- SHORT EXERCISE -
Starting with the line that contains "One keypoint belongs to every instance. Tag the green lawn" and going on through the end of the entries below, both ends included, write out every line again, shifting each number in the point coordinates up by 4 and keeping the other lines unchanged. Leave the pictures out of your answer.
>> Begin
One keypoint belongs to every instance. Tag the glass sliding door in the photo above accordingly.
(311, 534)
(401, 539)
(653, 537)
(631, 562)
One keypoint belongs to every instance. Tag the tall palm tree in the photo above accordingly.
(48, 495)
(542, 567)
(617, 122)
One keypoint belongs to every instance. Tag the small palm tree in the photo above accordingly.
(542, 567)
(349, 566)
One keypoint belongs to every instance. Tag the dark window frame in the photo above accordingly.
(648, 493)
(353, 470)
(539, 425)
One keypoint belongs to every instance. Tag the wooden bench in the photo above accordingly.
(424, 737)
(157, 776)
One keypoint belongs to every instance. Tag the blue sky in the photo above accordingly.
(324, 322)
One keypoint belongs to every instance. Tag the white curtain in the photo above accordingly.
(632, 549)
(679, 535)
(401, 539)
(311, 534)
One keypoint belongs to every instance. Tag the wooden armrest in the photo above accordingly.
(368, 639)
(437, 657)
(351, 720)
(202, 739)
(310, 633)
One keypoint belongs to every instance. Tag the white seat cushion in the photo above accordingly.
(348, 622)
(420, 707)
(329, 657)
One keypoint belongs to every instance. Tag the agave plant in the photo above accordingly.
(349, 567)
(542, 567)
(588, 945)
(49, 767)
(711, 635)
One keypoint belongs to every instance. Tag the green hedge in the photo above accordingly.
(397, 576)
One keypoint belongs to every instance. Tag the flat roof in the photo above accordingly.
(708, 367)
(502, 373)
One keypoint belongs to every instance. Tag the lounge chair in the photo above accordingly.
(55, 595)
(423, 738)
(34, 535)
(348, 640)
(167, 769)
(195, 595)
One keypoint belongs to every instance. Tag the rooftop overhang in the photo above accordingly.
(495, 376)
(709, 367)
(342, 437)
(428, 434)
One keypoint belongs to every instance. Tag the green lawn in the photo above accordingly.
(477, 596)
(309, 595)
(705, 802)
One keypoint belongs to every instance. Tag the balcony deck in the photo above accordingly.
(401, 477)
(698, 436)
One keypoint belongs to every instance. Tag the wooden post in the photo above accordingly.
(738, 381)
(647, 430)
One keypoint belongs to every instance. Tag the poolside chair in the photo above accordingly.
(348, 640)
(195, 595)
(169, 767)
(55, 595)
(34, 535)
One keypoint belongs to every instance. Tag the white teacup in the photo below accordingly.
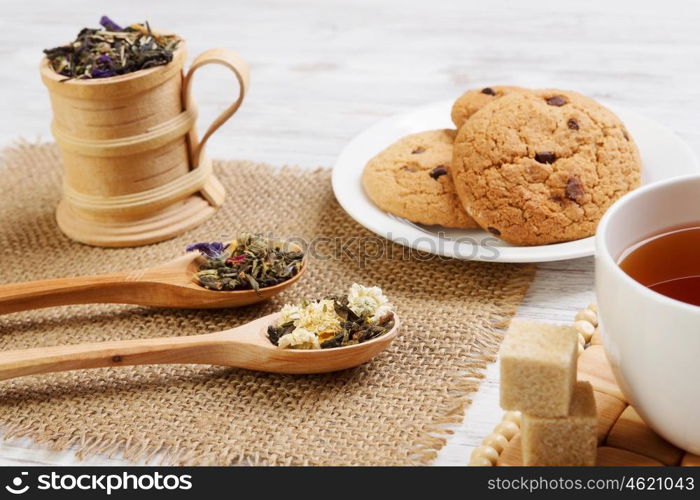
>> End
- WRITTEN RESPONSE -
One keypoint belongs to every instance. Tag the green lawn in the photo above accordingly.
(481, 600)
(313, 599)
(709, 806)
One keypoint belongs to every instance. Tag the balcony deck in the photo above accordingly.
(405, 481)
(702, 440)
One keypoint belongs to every instance. Tag the wooden post in the photo above accordingly.
(742, 385)
(651, 434)
One keypoint belongs to every instance. Tag the poolside chair in the photo above accordingly.
(352, 644)
(199, 599)
(173, 771)
(59, 599)
(38, 539)
One keypoint belongs to every instance. Tag the white teacup in the photo below accordingly.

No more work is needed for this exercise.